PROBLEM TO SOLVE:
An exact copy of every entry is needed, with the images left out.

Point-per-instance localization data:
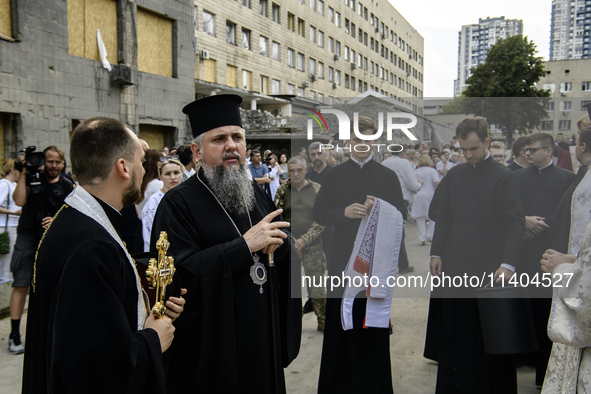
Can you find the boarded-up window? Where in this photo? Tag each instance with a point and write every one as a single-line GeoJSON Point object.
{"type": "Point", "coordinates": [232, 76]}
{"type": "Point", "coordinates": [2, 121]}
{"type": "Point", "coordinates": [209, 70]}
{"type": "Point", "coordinates": [157, 136]}
{"type": "Point", "coordinates": [246, 80]}
{"type": "Point", "coordinates": [84, 18]}
{"type": "Point", "coordinates": [5, 18]}
{"type": "Point", "coordinates": [264, 84]}
{"type": "Point", "coordinates": [154, 46]}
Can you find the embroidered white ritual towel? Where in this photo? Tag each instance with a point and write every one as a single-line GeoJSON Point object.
{"type": "Point", "coordinates": [375, 255]}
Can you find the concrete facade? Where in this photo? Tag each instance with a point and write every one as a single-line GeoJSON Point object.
{"type": "Point", "coordinates": [570, 84]}
{"type": "Point", "coordinates": [570, 34]}
{"type": "Point", "coordinates": [319, 54]}
{"type": "Point", "coordinates": [474, 42]}
{"type": "Point", "coordinates": [45, 91]}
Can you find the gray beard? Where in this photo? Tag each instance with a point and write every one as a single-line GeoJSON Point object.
{"type": "Point", "coordinates": [233, 188]}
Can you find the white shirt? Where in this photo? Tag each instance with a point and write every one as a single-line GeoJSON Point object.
{"type": "Point", "coordinates": [153, 186]}
{"type": "Point", "coordinates": [148, 213]}
{"type": "Point", "coordinates": [6, 191]}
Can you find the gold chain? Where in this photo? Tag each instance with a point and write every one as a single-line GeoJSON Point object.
{"type": "Point", "coordinates": [34, 282]}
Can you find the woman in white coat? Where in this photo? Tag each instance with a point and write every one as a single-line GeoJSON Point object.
{"type": "Point", "coordinates": [420, 206]}
{"type": "Point", "coordinates": [171, 174]}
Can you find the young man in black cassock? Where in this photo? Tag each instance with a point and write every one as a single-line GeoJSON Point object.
{"type": "Point", "coordinates": [356, 360]}
{"type": "Point", "coordinates": [89, 329]}
{"type": "Point", "coordinates": [221, 226]}
{"type": "Point", "coordinates": [479, 231]}
{"type": "Point", "coordinates": [542, 186]}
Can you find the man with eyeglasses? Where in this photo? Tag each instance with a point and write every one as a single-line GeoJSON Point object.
{"type": "Point", "coordinates": [497, 151]}
{"type": "Point", "coordinates": [479, 232]}
{"type": "Point", "coordinates": [518, 161]}
{"type": "Point", "coordinates": [542, 185]}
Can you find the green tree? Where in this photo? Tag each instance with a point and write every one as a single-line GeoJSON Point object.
{"type": "Point", "coordinates": [503, 89]}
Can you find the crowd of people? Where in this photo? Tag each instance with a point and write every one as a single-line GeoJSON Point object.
{"type": "Point", "coordinates": [241, 220]}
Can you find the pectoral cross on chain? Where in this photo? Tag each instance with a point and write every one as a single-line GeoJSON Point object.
{"type": "Point", "coordinates": [160, 273]}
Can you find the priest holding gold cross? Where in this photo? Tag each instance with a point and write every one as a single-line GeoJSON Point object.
{"type": "Point", "coordinates": [89, 328]}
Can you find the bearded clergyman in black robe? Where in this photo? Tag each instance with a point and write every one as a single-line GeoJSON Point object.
{"type": "Point", "coordinates": [542, 185]}
{"type": "Point", "coordinates": [355, 360]}
{"type": "Point", "coordinates": [480, 227]}
{"type": "Point", "coordinates": [89, 329]}
{"type": "Point", "coordinates": [221, 226]}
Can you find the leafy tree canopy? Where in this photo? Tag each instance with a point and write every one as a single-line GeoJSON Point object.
{"type": "Point", "coordinates": [504, 90]}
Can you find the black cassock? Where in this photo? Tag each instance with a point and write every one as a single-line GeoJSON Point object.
{"type": "Point", "coordinates": [82, 334]}
{"type": "Point", "coordinates": [559, 236]}
{"type": "Point", "coordinates": [541, 192]}
{"type": "Point", "coordinates": [357, 360]}
{"type": "Point", "coordinates": [223, 338]}
{"type": "Point", "coordinates": [480, 225]}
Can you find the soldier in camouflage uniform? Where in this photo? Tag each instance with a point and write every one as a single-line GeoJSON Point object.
{"type": "Point", "coordinates": [306, 232]}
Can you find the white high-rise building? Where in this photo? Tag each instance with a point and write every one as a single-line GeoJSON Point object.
{"type": "Point", "coordinates": [570, 34]}
{"type": "Point", "coordinates": [475, 40]}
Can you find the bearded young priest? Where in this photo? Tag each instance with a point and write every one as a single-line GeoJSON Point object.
{"type": "Point", "coordinates": [221, 226]}
{"type": "Point", "coordinates": [89, 329]}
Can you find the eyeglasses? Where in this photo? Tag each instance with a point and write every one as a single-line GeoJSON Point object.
{"type": "Point", "coordinates": [533, 150]}
{"type": "Point", "coordinates": [167, 158]}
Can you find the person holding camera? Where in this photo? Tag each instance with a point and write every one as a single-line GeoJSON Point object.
{"type": "Point", "coordinates": [40, 190]}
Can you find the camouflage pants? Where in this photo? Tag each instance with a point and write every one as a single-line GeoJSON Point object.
{"type": "Point", "coordinates": [315, 268]}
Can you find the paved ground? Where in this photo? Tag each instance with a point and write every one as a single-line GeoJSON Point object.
{"type": "Point", "coordinates": [411, 372]}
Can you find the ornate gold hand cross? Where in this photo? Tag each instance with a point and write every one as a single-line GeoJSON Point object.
{"type": "Point", "coordinates": [160, 273]}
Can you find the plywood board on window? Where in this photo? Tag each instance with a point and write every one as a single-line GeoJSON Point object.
{"type": "Point", "coordinates": [154, 43]}
{"type": "Point", "coordinates": [84, 18]}
{"type": "Point", "coordinates": [101, 14]}
{"type": "Point", "coordinates": [76, 27]}
{"type": "Point", "coordinates": [5, 18]}
{"type": "Point", "coordinates": [2, 120]}
{"type": "Point", "coordinates": [209, 69]}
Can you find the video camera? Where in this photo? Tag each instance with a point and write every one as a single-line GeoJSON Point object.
{"type": "Point", "coordinates": [33, 160]}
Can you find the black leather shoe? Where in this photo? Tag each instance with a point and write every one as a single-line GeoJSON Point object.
{"type": "Point", "coordinates": [406, 270]}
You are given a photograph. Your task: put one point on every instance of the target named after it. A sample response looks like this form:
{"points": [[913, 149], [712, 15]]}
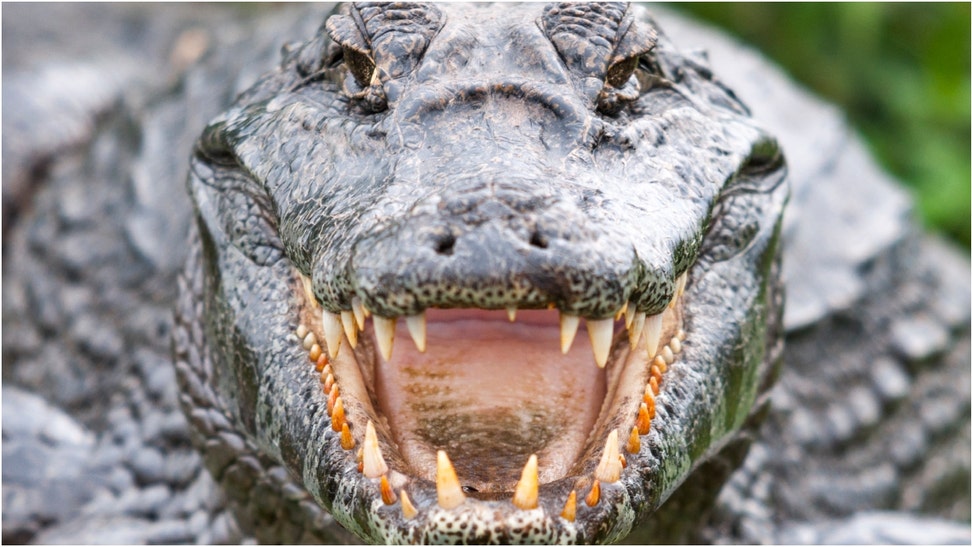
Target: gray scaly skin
{"points": [[900, 374]]}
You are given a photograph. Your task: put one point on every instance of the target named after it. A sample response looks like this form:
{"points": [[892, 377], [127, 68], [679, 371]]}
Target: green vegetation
{"points": [[901, 71]]}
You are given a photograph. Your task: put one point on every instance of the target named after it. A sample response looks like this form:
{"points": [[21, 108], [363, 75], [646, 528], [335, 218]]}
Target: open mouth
{"points": [[531, 408]]}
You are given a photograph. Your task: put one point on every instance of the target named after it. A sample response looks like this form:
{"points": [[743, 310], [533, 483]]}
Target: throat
{"points": [[490, 393]]}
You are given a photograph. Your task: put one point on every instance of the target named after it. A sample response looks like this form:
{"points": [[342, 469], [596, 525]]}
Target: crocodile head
{"points": [[406, 224]]}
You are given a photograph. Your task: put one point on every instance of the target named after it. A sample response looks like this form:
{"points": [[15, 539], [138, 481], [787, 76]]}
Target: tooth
{"points": [[374, 464], [636, 328], [601, 331], [387, 494], [668, 355], [337, 418], [568, 329], [332, 331], [675, 344], [594, 495], [308, 290], [621, 311], [385, 335], [527, 492], [653, 325], [309, 341], [350, 328], [609, 469], [315, 353], [408, 510], [416, 327], [644, 420], [634, 441], [570, 508], [358, 310], [347, 441], [447, 483]]}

EXERCISE OUTPUT:
Can you find the boarded-up window? Where in this photo? Tag each instance with a point and write every one as a single-line GeoJSON Point object.
{"type": "Point", "coordinates": [232, 76]}
{"type": "Point", "coordinates": [2, 121]}
{"type": "Point", "coordinates": [209, 70]}
{"type": "Point", "coordinates": [157, 136]}
{"type": "Point", "coordinates": [246, 80]}
{"type": "Point", "coordinates": [84, 18]}
{"type": "Point", "coordinates": [5, 18]}
{"type": "Point", "coordinates": [264, 84]}
{"type": "Point", "coordinates": [154, 46]}
Can you find the embroidered white ritual towel? Where in this photo? Tag each instance with a point and write every one as a single-line GeoJSON Point object.
{"type": "Point", "coordinates": [375, 255]}
Can you find the concrete facade? Where in this photo? Tag each instance with a point and write every one as a single-line GeoJSON Point object.
{"type": "Point", "coordinates": [570, 84]}
{"type": "Point", "coordinates": [570, 34]}
{"type": "Point", "coordinates": [319, 54]}
{"type": "Point", "coordinates": [474, 42]}
{"type": "Point", "coordinates": [45, 91]}
Can you find the gray beard? Where in this photo? Tag each instance with a point and write every one as a single-line GeoJSON Point object.
{"type": "Point", "coordinates": [233, 188]}
Can you find the white shirt? Where in this photo? Tag each instance with a point and write every one as a single-line GeoJSON Point object.
{"type": "Point", "coordinates": [153, 186]}
{"type": "Point", "coordinates": [148, 213]}
{"type": "Point", "coordinates": [6, 191]}
Can you find the gold chain? Where in this photo? Tag each instance with a point and write every one as a single-line GeoJSON Point object.
{"type": "Point", "coordinates": [34, 282]}
Can you find the woman in white coat? Where in this photo? Tag each instance with a point and write every one as a single-line GeoJSON Point object.
{"type": "Point", "coordinates": [420, 206]}
{"type": "Point", "coordinates": [171, 174]}
Can you find the young man in black cassock? Where in this photo? Tag each instance with a point and write every one as a single-line GeoJSON Point object.
{"type": "Point", "coordinates": [356, 360]}
{"type": "Point", "coordinates": [89, 329]}
{"type": "Point", "coordinates": [221, 226]}
{"type": "Point", "coordinates": [479, 231]}
{"type": "Point", "coordinates": [542, 186]}
Can you find the man with eyeglasses? Where in this photo? Tag each instance with a point and write every one as a single-line GeoJSON Point object.
{"type": "Point", "coordinates": [497, 151]}
{"type": "Point", "coordinates": [479, 232]}
{"type": "Point", "coordinates": [518, 161]}
{"type": "Point", "coordinates": [542, 185]}
Can you find the green tree? Where in this photo? Tag each instance with a point and write every one as a single-line GeoJSON Point object.
{"type": "Point", "coordinates": [503, 89]}
Can you find the crowd of people? Where in this photo? Tag each instance with a point and write every one as a single-line GeoJSON Point object.
{"type": "Point", "coordinates": [241, 220]}
Can you find the pectoral cross on chain? Where in this photo? Tag each instance with a point and write every one as a single-line GeoJSON Point object.
{"type": "Point", "coordinates": [160, 273]}
Can you find the priest holding gold cross? Where in this photo? Tag each instance with a point and write every one as a single-line GeoJSON Point object.
{"type": "Point", "coordinates": [89, 328]}
Can you find the bearded clergyman in black robe? Where in this photo? Tag each instance with a point and write every one as a single-line GeoJSON Point object.
{"type": "Point", "coordinates": [542, 185]}
{"type": "Point", "coordinates": [355, 360]}
{"type": "Point", "coordinates": [480, 227]}
{"type": "Point", "coordinates": [89, 329]}
{"type": "Point", "coordinates": [221, 226]}
Can you find the leafy tree canopy? Where in this photo? Tag each instance with a point and write every one as a single-line GeoJSON Point object.
{"type": "Point", "coordinates": [504, 90]}
Can you find the black cassock? Where in this photo? Tag each instance with a point and write every one as a single-line GeoJSON Point object.
{"type": "Point", "coordinates": [82, 334]}
{"type": "Point", "coordinates": [559, 236]}
{"type": "Point", "coordinates": [541, 192]}
{"type": "Point", "coordinates": [357, 360]}
{"type": "Point", "coordinates": [223, 338]}
{"type": "Point", "coordinates": [480, 225]}
Can you find the soldier in camouflage uniform? Where in this photo? Tag each instance with a point and write every one as a single-line GeoJSON Point object.
{"type": "Point", "coordinates": [306, 232]}
Can you find the white high-rise building? Where in this photo? Tag each instance with a point and write every one as a single-line GeoJSON Point object.
{"type": "Point", "coordinates": [570, 34]}
{"type": "Point", "coordinates": [475, 40]}
Can you find the bearded young priest? Where in this photo? Tag each instance with a point and write every one as a single-line GeoJSON Point object.
{"type": "Point", "coordinates": [221, 226]}
{"type": "Point", "coordinates": [89, 329]}
Can you find the eyeglasses? Where in this photo? Tag each instance with a point and write every one as a single-line GeoJSON Point object.
{"type": "Point", "coordinates": [533, 150]}
{"type": "Point", "coordinates": [167, 158]}
Can you find the person holding camera? Where in this photo? Tag each instance with a point and write every one as a single-line GeoJSON Point object.
{"type": "Point", "coordinates": [40, 190]}
Can you find the camouflage pants? Where in this photo? Tag each instance with a point and write every one as a single-line GeoJSON Point object.
{"type": "Point", "coordinates": [315, 268]}
Can you find the paved ground? Where in this photo? Tag each instance with a point and write every one as a single-line GeoJSON Point object.
{"type": "Point", "coordinates": [411, 372]}
Can you find the ornate gold hand cross? Where in this photo? Tag each instance with a point and write every one as a single-line GeoJSON Point object.
{"type": "Point", "coordinates": [160, 273]}
Can you find the plywood board on window? Where in this photo? Tag each instance with a point and write every one as a single-line GeoJSON Point object.
{"type": "Point", "coordinates": [154, 43]}
{"type": "Point", "coordinates": [84, 18]}
{"type": "Point", "coordinates": [101, 14]}
{"type": "Point", "coordinates": [76, 27]}
{"type": "Point", "coordinates": [5, 18]}
{"type": "Point", "coordinates": [2, 120]}
{"type": "Point", "coordinates": [209, 69]}
Can you find the video camera? Where in this photo? Tag each instance with a point and write every one as a single-line GeoJSON Point object.
{"type": "Point", "coordinates": [33, 160]}
Can you find the black leather shoe? Where in this photo? Tag each instance with a point and write every one as a single-line GeoJSON Point object.
{"type": "Point", "coordinates": [406, 270]}
You are given a photograph. Your task: put one point on every instance of the target named after it. A sample response looks like this form:
{"points": [[913, 149], [712, 15]]}
Target: gray scaly skin
{"points": [[900, 374]]}
You are given a photograph. Your task: put one point on every instance of the target named after it. A sample response looks like this form:
{"points": [[892, 377], [127, 68], [679, 371]]}
Target: green vegetation
{"points": [[901, 71]]}
You are given a photograph. Your task: put one point on every instance of the target named after it. A sample response looks like this form:
{"points": [[21, 108], [363, 75], [646, 528], [335, 218]]}
Target: open mouth
{"points": [[531, 408]]}
You are given a photograph. Your task: put one point on every instance of the target named after it. A sample response looks like this form:
{"points": [[743, 310], [533, 483]]}
Target: throat
{"points": [[490, 393]]}
You are given a photograph. Your task: put one point on every instance of the target named after it. A sample response looks like this form:
{"points": [[342, 469], [596, 525]]}
Target: crocodile head
{"points": [[406, 224]]}
You are given a photograph. Your task: put one point on every instance of the target named after it. A sample response looks like this form:
{"points": [[15, 539], [138, 481], [787, 76]]}
Target: tooth
{"points": [[374, 464], [636, 328], [601, 331], [387, 494], [668, 355], [337, 418], [568, 329], [332, 331], [675, 344], [594, 495], [308, 290], [621, 311], [385, 335], [527, 492], [653, 325], [309, 341], [350, 328], [609, 469], [315, 353], [408, 510], [416, 327], [644, 420], [634, 441], [570, 508], [358, 310], [347, 441], [447, 483]]}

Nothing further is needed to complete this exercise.